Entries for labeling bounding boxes
______________________________

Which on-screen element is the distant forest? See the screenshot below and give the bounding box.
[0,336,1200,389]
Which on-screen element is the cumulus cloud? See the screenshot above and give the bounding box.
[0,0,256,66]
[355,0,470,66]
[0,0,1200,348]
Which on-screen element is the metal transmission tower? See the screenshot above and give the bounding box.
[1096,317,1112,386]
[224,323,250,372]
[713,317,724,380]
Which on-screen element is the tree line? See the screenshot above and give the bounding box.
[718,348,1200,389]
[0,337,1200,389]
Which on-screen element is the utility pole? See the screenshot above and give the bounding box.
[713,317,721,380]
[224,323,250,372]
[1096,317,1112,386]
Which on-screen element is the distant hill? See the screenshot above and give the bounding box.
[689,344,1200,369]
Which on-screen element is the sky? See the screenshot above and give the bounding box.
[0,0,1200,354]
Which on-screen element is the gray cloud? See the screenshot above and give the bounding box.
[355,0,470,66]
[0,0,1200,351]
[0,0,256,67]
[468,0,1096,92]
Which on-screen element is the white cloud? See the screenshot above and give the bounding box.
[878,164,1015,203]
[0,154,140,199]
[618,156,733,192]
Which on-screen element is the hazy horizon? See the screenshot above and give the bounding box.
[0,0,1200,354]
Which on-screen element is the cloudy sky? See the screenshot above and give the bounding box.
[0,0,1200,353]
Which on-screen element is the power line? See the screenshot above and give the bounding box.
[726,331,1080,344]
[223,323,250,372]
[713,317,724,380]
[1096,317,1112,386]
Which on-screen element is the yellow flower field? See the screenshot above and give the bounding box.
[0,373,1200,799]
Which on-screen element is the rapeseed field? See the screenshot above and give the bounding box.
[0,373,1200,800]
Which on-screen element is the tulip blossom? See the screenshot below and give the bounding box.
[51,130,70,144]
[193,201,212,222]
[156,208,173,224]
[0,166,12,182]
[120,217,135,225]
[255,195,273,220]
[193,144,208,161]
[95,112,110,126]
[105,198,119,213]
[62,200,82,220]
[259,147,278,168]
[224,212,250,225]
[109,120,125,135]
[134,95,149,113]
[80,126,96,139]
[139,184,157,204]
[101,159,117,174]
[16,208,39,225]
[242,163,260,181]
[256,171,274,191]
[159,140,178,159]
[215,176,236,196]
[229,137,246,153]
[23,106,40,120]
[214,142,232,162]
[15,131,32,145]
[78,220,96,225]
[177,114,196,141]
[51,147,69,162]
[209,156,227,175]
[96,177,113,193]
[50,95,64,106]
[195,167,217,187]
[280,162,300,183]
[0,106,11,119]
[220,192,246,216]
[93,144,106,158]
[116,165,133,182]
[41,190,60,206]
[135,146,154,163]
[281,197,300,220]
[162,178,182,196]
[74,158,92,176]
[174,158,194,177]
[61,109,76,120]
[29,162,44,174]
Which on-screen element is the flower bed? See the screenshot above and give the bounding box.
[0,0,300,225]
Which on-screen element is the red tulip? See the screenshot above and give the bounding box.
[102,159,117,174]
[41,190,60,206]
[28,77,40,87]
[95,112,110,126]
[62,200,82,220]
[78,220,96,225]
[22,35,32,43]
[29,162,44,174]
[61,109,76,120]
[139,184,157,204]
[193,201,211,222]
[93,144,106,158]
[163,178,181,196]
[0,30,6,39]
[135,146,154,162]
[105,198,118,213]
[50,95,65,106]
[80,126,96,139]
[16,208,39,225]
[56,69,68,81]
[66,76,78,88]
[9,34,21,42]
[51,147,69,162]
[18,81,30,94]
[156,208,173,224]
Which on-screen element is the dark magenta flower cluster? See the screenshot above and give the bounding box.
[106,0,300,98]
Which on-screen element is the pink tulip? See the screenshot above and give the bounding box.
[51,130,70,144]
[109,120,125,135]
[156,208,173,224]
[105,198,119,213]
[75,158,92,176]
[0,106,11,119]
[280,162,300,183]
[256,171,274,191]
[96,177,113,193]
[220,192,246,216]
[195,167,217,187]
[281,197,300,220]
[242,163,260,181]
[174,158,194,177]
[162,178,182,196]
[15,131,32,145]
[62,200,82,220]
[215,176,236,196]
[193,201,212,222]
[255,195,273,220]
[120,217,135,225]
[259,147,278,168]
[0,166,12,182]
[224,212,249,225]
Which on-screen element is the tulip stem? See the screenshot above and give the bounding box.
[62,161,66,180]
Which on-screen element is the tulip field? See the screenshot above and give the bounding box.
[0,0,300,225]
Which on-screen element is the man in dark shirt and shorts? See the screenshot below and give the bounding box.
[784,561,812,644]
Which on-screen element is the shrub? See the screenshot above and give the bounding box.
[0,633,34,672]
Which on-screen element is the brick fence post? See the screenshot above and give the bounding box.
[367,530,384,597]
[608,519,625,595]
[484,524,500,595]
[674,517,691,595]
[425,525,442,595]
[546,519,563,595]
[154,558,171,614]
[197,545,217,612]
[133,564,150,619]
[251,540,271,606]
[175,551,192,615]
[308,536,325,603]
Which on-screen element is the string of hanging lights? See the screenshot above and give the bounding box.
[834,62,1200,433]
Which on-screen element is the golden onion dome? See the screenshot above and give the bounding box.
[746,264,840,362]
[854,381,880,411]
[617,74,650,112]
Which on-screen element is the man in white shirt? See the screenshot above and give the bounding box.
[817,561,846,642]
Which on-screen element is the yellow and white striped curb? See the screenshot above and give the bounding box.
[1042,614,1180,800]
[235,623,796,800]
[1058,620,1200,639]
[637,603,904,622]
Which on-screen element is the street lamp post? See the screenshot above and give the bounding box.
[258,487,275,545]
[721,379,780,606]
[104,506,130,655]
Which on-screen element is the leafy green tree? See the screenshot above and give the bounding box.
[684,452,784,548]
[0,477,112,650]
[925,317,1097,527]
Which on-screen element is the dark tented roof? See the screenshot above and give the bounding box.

______________________________

Brief
Reproduce the lines from the beginning of the entries through the line holding "[0,0,1200,348]", including that line, without any changes.

Full output
Which on-screen element is the distant forest? See the screenshot below and give the bounding box.
[0,336,1200,389]
Which on-screen element is the cumulus cloud? See the screenshot above and give the bounding box.
[0,0,256,66]
[355,0,470,66]
[0,0,1200,348]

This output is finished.